◆ SUPPLIED TEXT ◆
Tarsier is a perception system for web agents developed by Reworkd after iterating across tens of thousands of real web tasks. It solves three core problems that arise when using LLMs to automate web interactions: how to feed a webpage to an LLM, how to map LLM responses back to web elements, and how to inform text-only LLMs about visual page structure.

How it works

What this skill actually does

Overview

How It Works

Tarsier visually tags interactable elements on a page using brackets with an ID, such as [23]. This creates a mapping between page elements and numeric IDs that an LLM can reference to take actions like CLICK [23] or TYPE [15] hello. Different element types get different tag markers: [#ID] for text-insertable fields, [@ID] for hyperlinks, [$ID] for other interactable elements like buttons, and [ID] for plain text elements.

OCR Text Representation

Beyond visual tagging, Tarsier includes an OCR algorithm that converts page screenshots into whitespace-structured strings that resemble ASCII art. This structured text representation allows even text-only LLMs without vision capabilities to understand page layout and spatial relationships. On internal benchmarks, unimodal GPT-4 with Tarsier text representations outperformed GPT-4V with Tarsier screenshots by 10-20%.

Integration

Tarsier integrates with Playwright and Selenium for browser automation, and works with LangChain and LlamaIndex for building autonomous web agents. It supports Google Vision and Microsoft Azure as OCR backends. Install via pip install tarsier and use the async API to tag pages and extract text representations.

Agent Skill Integration

For AI coding agents, Tarsier enables building browser automation skills that can perceive and interact with web pages through structured element references rather than fragile CSS selectors or XPaths. The tagged element mapping provides a stable interface for LLM-driven web interactions across different page layouts.

◆ Records taken from a dataset ◆
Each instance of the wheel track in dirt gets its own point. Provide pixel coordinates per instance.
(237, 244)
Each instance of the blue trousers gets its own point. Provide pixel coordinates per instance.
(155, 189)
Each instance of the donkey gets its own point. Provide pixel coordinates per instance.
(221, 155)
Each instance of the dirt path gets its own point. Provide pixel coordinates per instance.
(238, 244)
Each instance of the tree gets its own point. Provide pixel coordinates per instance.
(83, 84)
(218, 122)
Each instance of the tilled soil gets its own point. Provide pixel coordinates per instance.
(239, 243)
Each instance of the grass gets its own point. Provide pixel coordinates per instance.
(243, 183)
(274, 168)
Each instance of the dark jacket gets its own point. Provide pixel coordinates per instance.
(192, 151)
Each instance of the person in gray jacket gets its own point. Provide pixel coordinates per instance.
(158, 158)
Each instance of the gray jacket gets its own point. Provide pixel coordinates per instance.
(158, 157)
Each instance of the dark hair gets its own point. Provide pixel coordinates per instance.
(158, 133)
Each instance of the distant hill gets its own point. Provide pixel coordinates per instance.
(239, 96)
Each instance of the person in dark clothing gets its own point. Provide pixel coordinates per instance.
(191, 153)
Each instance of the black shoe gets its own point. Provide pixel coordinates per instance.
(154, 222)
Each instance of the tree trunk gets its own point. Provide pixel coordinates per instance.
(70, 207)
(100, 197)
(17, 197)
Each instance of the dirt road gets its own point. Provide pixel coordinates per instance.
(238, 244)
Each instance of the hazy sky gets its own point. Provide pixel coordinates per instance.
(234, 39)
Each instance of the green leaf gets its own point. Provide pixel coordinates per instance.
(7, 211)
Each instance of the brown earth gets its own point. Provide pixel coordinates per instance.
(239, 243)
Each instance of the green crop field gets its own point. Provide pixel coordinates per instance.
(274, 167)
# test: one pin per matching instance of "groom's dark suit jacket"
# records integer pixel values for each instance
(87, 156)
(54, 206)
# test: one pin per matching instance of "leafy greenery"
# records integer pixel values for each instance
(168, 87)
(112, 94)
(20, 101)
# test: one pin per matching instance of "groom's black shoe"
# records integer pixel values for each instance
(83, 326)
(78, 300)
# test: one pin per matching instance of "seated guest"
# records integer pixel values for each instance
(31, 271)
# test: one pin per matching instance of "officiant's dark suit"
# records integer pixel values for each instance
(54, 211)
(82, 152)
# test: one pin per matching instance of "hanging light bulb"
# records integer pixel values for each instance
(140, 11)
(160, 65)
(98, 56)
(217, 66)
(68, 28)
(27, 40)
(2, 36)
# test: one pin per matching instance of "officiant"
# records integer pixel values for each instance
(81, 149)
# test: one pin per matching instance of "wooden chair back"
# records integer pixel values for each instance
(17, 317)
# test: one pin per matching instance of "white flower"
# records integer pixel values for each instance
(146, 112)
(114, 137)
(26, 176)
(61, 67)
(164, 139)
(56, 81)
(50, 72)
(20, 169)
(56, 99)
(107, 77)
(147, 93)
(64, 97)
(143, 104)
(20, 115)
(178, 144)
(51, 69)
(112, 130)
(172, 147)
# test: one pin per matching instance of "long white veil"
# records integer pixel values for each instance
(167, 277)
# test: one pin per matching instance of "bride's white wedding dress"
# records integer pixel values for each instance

◆ EXERCISE DETAILS ◆
In the text on Tarsier, repeat word for word the part that opens with "Tarsier is a" and closes with "visual page structure.".

◆ FINISHED EXERCISE ◆
Tarsier is a perception system for web agents developed by Reworkd after iterating across tens of thousands of real web tasks. It solves three core problems that arise when using LLMs to automate web interactions: how to feed a webpage to an LLM, how to map LLM responses back to web elements, and how to inform text-only LLMs about visual page structure.